=== EXTRACT PROVIDED ===

▬▬▬▬▬▬

At it’s best, 10 Days that Unexpectedly Changed America is obsessively absorbing. Many of the events highlighted will be unknown, even to the most knowledgeable history buff. And on occasion, the filmmaking can fail the subject matter. For all its attempted realism and recreation, the Pequot War at the center of the “Massacre at Mystic” looks like a trip to Colonial Williamsburg gone horribly wrong. Similarly, Bill Plympton’s simplistic animation style renders parts of R. J. Cutler’s otherwise stellar look at “Shay’s Rebellion” as low grade Schoolhouse Rock. But these are minor quibbles in a series that stands to correct the perception of history as an unswerving loop of lamentable choices and practically predetermined replication.

Indeed, when viewed in this manner, history becomes a potent preamble to the eventual truth left behind as our legacy as human beings. A show of force against Andrew Carneige’s iron-fisted steel plants may have been put down in one of the most divided contests between man and management ever staged. But the defeat of the Union didn’t mean the end of organized labor in America. Instead, it became a symbol for something more substantive – the knowledge of capitalism’s desire to downplay the person while highlighting the profit. This depressing dynamic is still at play a century later, even with all the advances made by workers. No, the real legacy of Homestead is in the bottom line approach to US business, a telling testament in an era overrun by Enrons and Tycos.

▬▬▬▬▬▬

=== EXERCISE BRIEF ===
Please extend the review of 10 Days that Unexpectedly Changed America, picking up right after its final sentence.

=== Pointing and labeling entries ===
▬▬▬▬▬▬

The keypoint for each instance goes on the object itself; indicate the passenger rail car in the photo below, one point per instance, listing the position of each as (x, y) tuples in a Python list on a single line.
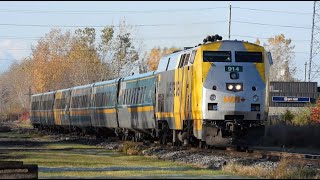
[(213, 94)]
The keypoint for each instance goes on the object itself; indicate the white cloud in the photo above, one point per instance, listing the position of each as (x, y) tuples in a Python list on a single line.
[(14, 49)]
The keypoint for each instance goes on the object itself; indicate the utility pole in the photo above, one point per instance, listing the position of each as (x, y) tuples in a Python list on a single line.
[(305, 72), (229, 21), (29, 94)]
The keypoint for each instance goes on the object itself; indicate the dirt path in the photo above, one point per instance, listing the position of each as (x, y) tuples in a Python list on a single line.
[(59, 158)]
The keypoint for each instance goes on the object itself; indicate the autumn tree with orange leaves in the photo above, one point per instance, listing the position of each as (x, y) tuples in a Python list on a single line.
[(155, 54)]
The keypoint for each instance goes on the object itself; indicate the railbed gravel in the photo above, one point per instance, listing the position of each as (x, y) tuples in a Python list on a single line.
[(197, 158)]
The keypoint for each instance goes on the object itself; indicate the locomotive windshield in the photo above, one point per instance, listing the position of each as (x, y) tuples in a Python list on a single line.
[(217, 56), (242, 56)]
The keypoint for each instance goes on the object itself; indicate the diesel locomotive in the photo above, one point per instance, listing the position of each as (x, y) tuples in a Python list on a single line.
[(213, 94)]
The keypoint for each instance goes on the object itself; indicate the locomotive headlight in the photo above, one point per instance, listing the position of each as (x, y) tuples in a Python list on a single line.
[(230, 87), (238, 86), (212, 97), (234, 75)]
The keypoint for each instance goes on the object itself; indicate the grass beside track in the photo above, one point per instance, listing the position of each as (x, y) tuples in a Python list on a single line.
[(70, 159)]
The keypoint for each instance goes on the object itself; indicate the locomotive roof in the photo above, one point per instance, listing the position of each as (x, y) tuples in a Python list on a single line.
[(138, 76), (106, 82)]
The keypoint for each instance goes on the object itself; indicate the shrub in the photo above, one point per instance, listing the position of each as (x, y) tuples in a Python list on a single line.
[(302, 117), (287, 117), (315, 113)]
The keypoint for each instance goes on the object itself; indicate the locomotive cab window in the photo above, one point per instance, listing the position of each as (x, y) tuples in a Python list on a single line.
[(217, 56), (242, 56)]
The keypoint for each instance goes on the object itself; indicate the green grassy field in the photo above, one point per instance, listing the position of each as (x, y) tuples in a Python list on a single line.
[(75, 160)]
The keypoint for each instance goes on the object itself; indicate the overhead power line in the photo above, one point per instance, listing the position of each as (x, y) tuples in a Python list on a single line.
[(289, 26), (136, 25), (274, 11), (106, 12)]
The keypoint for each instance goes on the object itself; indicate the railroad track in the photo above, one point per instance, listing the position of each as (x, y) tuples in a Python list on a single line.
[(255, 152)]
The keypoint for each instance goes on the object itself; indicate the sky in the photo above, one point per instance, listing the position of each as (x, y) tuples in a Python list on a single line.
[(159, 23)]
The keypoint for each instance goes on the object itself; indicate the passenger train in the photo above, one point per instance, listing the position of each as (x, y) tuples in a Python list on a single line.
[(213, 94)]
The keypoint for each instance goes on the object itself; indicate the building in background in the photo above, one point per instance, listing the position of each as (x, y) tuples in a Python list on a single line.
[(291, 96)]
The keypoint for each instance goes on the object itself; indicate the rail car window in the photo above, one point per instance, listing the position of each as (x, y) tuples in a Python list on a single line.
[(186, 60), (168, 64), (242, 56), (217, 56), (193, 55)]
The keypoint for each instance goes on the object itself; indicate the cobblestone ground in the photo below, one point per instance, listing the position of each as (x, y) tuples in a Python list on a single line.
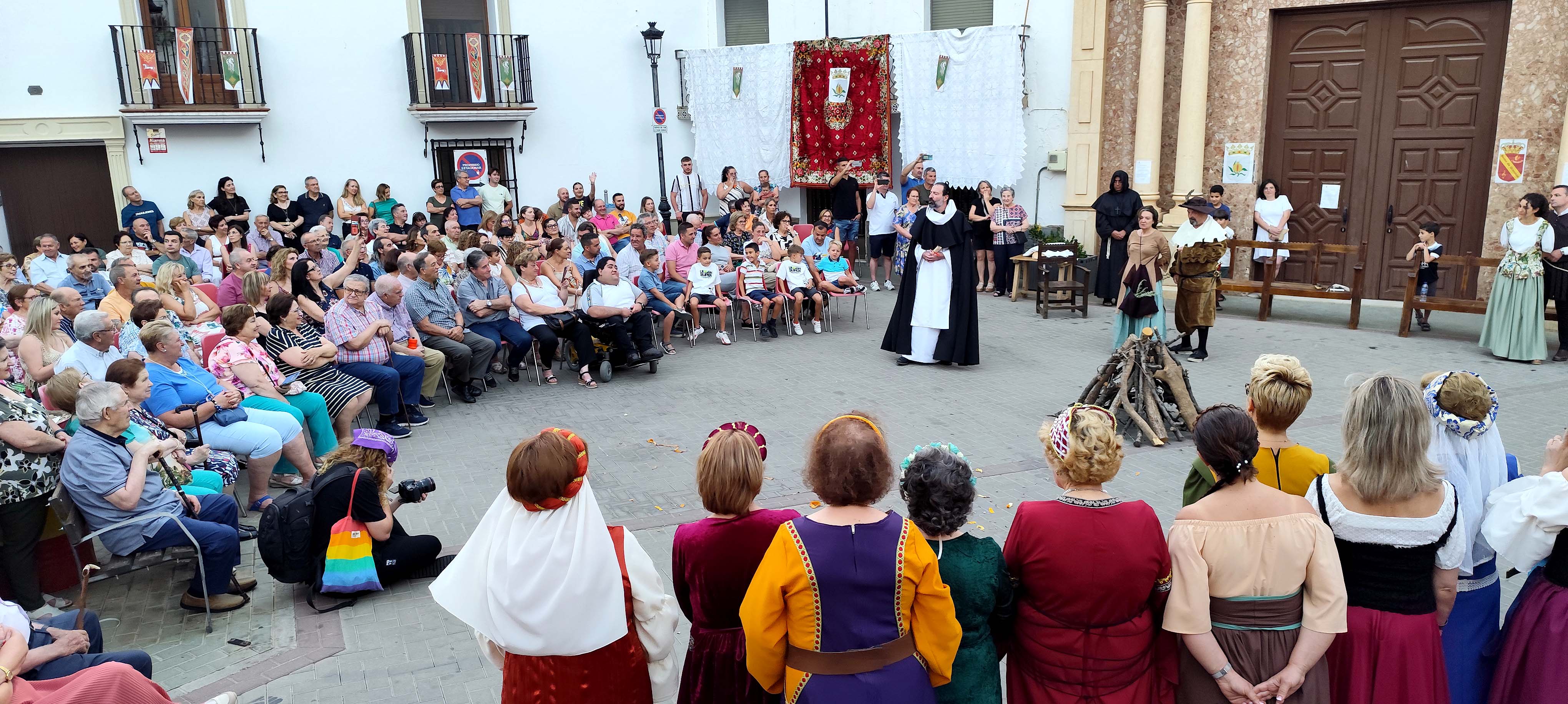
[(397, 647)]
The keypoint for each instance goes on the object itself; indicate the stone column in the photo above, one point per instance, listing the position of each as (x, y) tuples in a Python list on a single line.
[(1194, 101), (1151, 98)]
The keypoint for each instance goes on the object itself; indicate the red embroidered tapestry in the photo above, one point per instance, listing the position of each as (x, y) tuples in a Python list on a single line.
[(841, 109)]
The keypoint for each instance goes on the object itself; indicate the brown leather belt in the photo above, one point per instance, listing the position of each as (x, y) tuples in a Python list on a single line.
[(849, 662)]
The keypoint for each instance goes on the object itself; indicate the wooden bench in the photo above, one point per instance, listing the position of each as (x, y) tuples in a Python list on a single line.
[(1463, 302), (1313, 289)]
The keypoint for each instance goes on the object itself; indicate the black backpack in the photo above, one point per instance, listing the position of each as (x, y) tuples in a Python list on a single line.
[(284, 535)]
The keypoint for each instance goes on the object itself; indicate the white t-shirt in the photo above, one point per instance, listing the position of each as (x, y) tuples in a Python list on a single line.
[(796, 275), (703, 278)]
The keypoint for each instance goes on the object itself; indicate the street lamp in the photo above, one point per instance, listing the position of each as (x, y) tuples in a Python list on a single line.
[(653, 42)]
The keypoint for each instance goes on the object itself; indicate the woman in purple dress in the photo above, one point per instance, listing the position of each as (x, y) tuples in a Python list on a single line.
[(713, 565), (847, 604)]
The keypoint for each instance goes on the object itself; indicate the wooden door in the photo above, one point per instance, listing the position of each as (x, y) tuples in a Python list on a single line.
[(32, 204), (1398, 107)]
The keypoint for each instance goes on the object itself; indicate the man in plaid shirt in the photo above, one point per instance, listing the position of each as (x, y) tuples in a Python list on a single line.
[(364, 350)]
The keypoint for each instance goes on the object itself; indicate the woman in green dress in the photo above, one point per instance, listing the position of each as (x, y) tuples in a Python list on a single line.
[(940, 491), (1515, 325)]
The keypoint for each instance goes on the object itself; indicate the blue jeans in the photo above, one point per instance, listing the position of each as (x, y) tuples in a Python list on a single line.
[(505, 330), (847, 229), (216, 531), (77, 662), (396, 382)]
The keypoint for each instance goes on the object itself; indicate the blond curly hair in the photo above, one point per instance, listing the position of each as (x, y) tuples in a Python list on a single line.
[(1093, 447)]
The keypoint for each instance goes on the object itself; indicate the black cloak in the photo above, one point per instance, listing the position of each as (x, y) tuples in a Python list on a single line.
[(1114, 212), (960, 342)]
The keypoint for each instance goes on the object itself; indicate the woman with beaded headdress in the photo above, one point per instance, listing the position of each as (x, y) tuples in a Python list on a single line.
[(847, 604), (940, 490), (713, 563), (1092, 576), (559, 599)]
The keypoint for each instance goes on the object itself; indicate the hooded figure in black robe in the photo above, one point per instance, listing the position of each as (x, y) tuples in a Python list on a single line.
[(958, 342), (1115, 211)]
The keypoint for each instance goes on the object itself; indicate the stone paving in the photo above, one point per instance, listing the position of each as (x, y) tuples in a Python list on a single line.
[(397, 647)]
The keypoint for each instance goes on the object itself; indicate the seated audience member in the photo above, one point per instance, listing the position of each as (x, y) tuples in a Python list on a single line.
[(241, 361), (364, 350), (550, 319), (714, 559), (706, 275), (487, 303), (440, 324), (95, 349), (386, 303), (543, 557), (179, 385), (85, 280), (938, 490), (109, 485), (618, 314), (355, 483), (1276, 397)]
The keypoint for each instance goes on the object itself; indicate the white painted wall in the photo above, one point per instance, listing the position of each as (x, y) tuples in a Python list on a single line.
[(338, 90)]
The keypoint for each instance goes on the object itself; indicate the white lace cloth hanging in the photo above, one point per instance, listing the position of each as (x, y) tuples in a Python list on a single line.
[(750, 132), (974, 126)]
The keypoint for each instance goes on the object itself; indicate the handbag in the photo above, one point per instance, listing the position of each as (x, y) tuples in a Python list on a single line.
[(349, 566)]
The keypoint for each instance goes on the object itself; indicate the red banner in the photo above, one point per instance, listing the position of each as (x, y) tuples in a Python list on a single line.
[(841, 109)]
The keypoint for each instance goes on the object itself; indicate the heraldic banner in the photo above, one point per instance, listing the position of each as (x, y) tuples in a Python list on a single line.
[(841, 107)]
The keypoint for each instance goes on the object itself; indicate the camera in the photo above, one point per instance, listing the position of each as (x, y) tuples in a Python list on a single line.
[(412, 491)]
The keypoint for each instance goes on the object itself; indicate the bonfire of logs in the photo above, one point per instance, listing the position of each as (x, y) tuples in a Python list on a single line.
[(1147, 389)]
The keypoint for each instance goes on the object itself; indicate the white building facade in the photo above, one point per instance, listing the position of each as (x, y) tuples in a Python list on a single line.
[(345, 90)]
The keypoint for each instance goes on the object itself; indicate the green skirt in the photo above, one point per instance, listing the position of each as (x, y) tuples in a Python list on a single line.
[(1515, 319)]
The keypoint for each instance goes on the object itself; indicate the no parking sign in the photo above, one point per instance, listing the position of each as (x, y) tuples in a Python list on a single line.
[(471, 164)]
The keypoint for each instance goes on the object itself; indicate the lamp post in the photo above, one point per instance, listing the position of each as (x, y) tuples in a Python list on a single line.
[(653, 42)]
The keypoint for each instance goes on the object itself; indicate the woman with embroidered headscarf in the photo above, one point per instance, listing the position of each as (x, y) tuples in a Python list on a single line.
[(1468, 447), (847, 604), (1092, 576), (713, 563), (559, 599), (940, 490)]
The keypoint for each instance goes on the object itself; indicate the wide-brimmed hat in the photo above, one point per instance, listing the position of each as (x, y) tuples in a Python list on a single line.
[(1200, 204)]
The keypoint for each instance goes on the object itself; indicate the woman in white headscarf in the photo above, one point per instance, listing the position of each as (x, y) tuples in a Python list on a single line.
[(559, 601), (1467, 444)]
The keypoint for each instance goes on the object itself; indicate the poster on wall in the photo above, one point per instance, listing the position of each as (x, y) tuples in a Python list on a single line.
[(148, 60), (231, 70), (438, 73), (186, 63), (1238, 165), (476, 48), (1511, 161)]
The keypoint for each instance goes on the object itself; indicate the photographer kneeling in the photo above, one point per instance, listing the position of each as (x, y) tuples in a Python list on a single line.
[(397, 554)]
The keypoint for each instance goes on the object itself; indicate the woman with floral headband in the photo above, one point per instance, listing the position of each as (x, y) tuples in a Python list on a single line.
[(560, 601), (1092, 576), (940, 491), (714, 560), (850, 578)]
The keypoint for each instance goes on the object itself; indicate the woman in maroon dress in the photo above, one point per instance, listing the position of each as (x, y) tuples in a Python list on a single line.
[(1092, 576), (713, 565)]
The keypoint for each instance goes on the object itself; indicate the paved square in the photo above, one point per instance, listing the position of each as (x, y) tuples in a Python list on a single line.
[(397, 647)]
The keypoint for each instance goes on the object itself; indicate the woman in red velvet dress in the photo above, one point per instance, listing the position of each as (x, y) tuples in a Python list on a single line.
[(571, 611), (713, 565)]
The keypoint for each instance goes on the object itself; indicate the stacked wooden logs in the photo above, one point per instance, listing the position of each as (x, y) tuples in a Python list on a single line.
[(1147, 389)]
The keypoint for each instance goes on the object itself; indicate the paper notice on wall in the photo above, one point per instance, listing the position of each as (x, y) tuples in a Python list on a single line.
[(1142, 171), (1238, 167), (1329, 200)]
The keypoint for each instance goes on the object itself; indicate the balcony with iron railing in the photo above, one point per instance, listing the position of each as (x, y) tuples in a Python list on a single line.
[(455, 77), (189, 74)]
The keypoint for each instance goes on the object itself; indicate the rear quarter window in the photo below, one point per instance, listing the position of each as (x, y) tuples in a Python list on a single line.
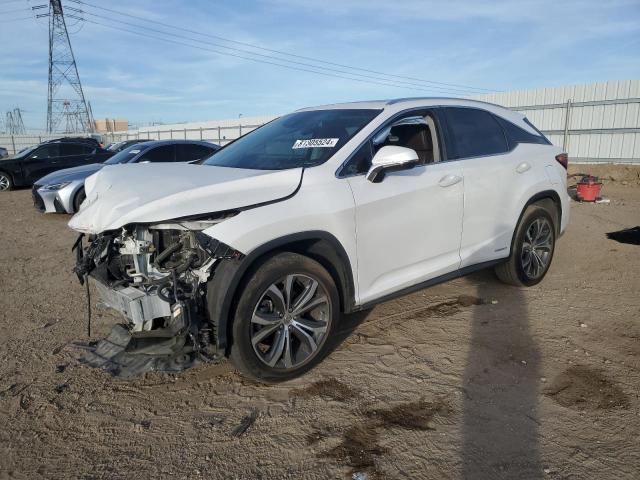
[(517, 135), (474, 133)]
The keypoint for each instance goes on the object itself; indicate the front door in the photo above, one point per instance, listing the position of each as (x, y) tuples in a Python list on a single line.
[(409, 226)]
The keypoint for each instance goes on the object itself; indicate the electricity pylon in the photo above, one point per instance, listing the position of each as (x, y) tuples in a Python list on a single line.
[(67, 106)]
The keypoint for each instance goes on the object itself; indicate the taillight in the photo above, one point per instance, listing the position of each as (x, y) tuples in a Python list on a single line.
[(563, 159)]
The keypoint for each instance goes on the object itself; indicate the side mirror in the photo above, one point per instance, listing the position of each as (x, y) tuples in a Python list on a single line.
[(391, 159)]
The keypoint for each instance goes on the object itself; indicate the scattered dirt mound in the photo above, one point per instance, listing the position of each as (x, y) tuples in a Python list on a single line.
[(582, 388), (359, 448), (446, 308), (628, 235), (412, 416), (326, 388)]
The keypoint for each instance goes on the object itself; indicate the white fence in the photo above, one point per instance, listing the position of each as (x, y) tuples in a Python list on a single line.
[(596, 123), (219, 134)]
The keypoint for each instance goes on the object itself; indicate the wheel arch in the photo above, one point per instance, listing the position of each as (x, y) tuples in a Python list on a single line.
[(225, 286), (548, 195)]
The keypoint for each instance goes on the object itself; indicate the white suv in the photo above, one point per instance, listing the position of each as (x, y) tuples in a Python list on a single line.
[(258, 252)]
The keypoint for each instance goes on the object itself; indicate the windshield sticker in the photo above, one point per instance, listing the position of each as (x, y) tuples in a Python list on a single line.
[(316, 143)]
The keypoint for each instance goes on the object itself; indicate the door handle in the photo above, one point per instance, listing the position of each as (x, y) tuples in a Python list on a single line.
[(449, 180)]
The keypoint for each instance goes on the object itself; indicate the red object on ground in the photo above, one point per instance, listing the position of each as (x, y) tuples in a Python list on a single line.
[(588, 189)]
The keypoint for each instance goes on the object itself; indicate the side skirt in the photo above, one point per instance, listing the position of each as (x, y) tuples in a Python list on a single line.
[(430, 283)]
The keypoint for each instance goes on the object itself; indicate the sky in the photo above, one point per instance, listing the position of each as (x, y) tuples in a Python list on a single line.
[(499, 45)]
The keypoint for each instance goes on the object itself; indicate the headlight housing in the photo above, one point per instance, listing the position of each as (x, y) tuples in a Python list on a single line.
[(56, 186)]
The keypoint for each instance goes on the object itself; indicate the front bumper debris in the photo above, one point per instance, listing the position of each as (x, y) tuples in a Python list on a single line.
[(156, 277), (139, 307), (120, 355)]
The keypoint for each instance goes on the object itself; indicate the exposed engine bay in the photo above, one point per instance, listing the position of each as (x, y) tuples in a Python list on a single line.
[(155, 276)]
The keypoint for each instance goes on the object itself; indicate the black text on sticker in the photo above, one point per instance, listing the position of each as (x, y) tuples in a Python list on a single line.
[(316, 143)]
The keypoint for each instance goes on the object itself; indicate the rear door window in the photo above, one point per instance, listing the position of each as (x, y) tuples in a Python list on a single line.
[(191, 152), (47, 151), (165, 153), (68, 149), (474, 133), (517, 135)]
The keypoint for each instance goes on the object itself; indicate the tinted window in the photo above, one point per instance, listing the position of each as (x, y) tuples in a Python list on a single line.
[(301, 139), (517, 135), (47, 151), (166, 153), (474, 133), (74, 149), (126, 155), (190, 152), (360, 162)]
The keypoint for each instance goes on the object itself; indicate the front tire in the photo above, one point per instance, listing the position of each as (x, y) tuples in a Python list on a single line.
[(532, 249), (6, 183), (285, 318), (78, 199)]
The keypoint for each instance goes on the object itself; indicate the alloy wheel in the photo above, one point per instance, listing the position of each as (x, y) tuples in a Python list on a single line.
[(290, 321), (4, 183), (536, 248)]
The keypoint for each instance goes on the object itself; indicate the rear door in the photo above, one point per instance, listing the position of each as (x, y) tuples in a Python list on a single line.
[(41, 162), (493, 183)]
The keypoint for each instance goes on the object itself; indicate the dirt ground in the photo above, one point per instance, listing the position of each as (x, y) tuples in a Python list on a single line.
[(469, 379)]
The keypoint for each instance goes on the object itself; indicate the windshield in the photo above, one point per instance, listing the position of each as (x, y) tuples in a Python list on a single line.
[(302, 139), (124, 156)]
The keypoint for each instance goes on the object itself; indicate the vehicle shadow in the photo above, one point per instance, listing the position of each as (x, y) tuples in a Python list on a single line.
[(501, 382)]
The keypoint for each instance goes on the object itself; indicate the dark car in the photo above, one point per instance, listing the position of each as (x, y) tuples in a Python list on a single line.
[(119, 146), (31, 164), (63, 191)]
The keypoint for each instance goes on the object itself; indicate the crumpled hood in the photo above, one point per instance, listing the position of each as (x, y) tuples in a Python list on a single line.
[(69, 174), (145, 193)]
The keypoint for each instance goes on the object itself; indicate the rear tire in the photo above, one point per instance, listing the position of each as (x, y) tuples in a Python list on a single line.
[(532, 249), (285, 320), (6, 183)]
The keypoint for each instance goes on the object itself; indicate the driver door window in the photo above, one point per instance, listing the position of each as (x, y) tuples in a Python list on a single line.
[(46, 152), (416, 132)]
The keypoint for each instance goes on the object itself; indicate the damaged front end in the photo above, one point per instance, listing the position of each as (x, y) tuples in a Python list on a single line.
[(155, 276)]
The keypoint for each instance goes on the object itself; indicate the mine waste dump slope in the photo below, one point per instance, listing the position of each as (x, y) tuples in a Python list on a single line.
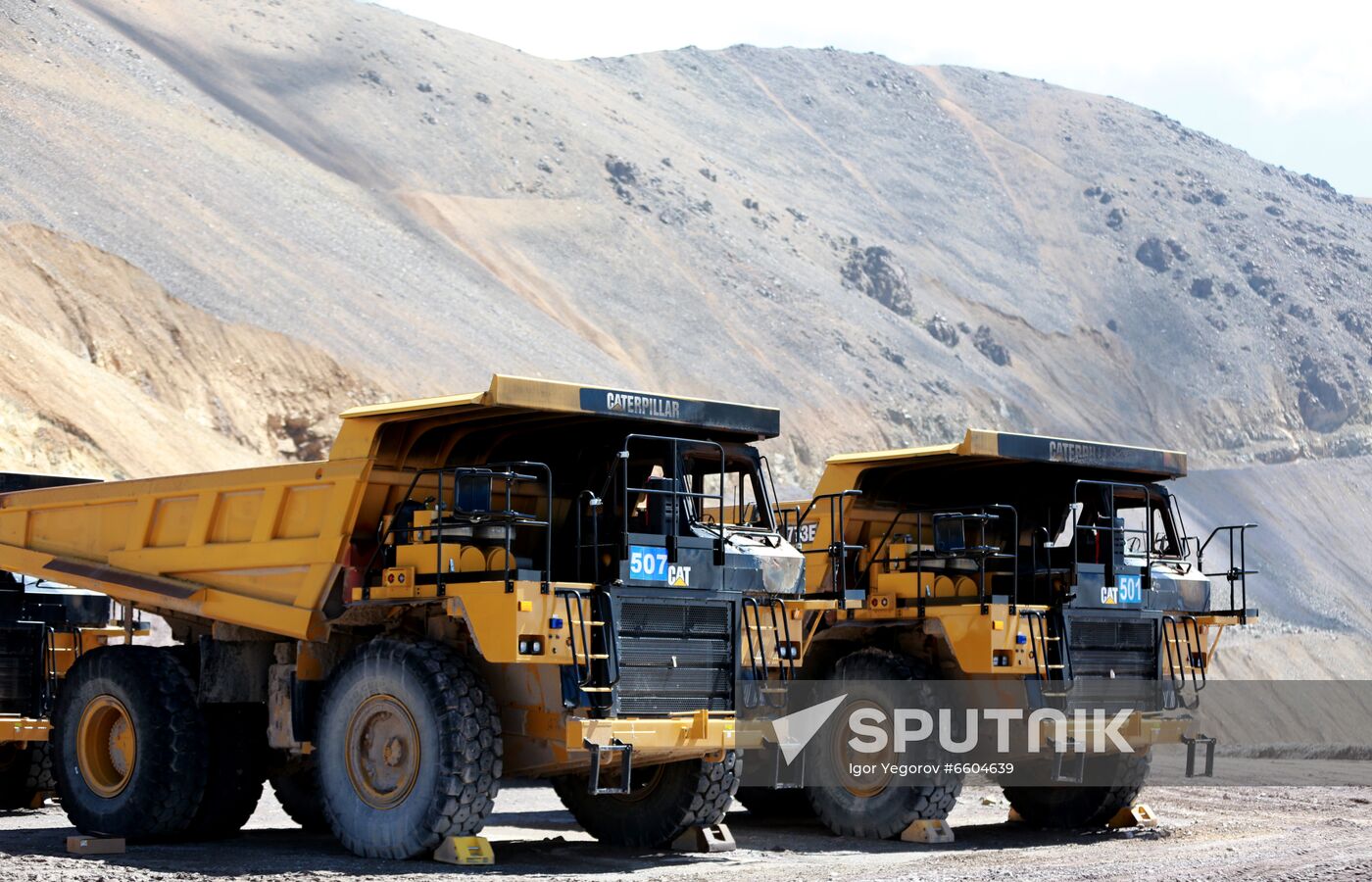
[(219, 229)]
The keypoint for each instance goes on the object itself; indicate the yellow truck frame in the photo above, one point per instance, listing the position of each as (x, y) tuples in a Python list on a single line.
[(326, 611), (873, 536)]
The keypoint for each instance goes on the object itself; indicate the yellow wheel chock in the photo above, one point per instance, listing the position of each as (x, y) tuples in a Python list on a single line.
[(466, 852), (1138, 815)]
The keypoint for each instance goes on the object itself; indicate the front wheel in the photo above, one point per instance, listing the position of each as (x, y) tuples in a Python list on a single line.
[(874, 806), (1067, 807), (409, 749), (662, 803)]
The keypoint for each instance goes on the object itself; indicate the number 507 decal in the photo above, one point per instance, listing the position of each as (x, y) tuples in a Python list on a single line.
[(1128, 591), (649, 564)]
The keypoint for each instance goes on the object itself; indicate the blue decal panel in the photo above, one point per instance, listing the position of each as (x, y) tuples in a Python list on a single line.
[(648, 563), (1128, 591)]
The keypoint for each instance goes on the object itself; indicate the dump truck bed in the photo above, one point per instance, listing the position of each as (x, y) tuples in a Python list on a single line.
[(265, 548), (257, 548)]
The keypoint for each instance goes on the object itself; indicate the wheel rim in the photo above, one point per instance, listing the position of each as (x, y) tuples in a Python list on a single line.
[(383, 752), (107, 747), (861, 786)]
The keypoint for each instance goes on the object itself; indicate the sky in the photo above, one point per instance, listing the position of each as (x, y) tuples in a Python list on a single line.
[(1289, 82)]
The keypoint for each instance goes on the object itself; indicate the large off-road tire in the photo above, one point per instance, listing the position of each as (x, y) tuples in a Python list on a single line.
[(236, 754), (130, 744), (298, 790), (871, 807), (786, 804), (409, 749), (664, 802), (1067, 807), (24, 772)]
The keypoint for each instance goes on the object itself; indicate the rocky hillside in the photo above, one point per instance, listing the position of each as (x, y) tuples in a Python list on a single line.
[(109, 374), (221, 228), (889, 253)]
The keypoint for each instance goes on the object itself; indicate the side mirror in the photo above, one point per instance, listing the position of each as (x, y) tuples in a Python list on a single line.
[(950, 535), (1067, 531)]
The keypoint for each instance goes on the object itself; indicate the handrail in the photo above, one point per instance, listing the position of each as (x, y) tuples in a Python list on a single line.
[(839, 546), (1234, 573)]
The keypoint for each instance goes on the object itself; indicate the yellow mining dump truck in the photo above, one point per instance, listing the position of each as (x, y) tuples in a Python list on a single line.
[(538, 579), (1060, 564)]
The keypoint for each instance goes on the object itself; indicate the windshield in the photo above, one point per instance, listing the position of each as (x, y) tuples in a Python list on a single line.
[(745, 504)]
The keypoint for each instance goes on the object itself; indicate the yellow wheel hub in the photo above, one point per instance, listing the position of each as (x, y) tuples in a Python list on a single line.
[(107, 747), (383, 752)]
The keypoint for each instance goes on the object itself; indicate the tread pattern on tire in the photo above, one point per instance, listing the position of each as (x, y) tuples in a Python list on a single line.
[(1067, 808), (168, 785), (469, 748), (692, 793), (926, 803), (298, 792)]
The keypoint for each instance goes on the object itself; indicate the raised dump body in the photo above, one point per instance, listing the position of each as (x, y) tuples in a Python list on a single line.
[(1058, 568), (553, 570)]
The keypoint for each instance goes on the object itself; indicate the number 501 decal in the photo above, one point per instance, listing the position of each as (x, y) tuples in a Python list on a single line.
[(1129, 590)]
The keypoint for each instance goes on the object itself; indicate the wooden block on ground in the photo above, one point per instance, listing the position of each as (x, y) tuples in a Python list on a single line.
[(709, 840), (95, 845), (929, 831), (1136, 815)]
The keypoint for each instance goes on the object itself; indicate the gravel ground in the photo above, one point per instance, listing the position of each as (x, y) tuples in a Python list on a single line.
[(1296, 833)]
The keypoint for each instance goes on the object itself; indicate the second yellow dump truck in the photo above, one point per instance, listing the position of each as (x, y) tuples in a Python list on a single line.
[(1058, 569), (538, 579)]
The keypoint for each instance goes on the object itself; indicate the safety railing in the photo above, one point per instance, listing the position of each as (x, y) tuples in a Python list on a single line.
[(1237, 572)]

▬▬▬▬▬▬

=== ANSWER FOR THE TASK ===
Even the single most significant story here starts out small; Albert Einstein suggests, in a letter, that the United States government apply his physics principles on atomic “energy” toward the development of an unimaginable weapon. In the thinker’s well-meaning mind, such a deterrent would lead the world away from war. Of course, the opposite occurred, bringing us ever closer to the nuclear annihilation Einstein hoped to avoid. That, of course, is the main lesson to be learned from 10 Days That Unexpectedly Changed America. History may indeed never repeat. If it does, however, we soon see that there is usually an event that will come along and break the cycle. Unfortunately, the new passageway provided can be just as precarious as the one that came before – perhaps even more so. That’s the natural course of events. That, in a nutshell, is history.